━━━━━ Document source

Inflation et exigences environnementales

Si 170 millions sont financés par l’État, le reste est à la charge du Pays, qui endosse une part colossale en raison d’une augmentation du budget initialement associé à ce projet. “On a un contrat d’engagement avec l’État qui est censé permettre un cofinancement à 50 %, sauf qu’on s’est retrouvé dans une situation où on a dû faire face à l’inflation, et on a aussi, et surtout, réhaussé le curseur environnemental”, explique la ministre des Sports, Nahema Temarii, qui a accepté de répondre à nos questions.

“On a demandé des études supplémentaires et une adaptation structurelle pour limiter l’impact de la tour sur l’environnement. Par exemple, pour les fondations, il n’y aura pas d’excavation. On va rajouter des fondations cylindriques sur un espace sablonneux, ce qui permettra aussi à l’actuelle tour en bois de continuer d’exister. On ne va pas supprimer les anciennes fondations sur lesquelles la vie a repris ses droits”.

━━━━━━━━━━
━━━━━ Données fournies

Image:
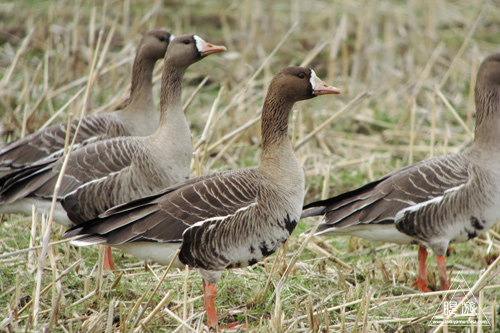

━━━━━━━━━━

▸ **Travail à faire**
Restituez sans aucune modification le passage du texte sur le financement de la tour compris entre « Si 170 millions » et « à nos questions. », ces deux bornes incluses.

▸ **Résultat attendu**
Si 170 millions sont financés par l’État, le reste est à la charge du Pays, qui endosse une part colossale en raison d’une augmentation du budget initialement associé à ce projet. “On a un contrat d’engagement avec l’État qui est censé permettre un cofinancement à 50 %, sauf qu’on s’est retrouvé dans une situation où on a dû faire face à l’inflation, et on a aussi, et surtout, réhaussé le curseur environnemental”, explique la ministre des Sports, Nahema Temarii, qui a accepté de répondre à nos questions.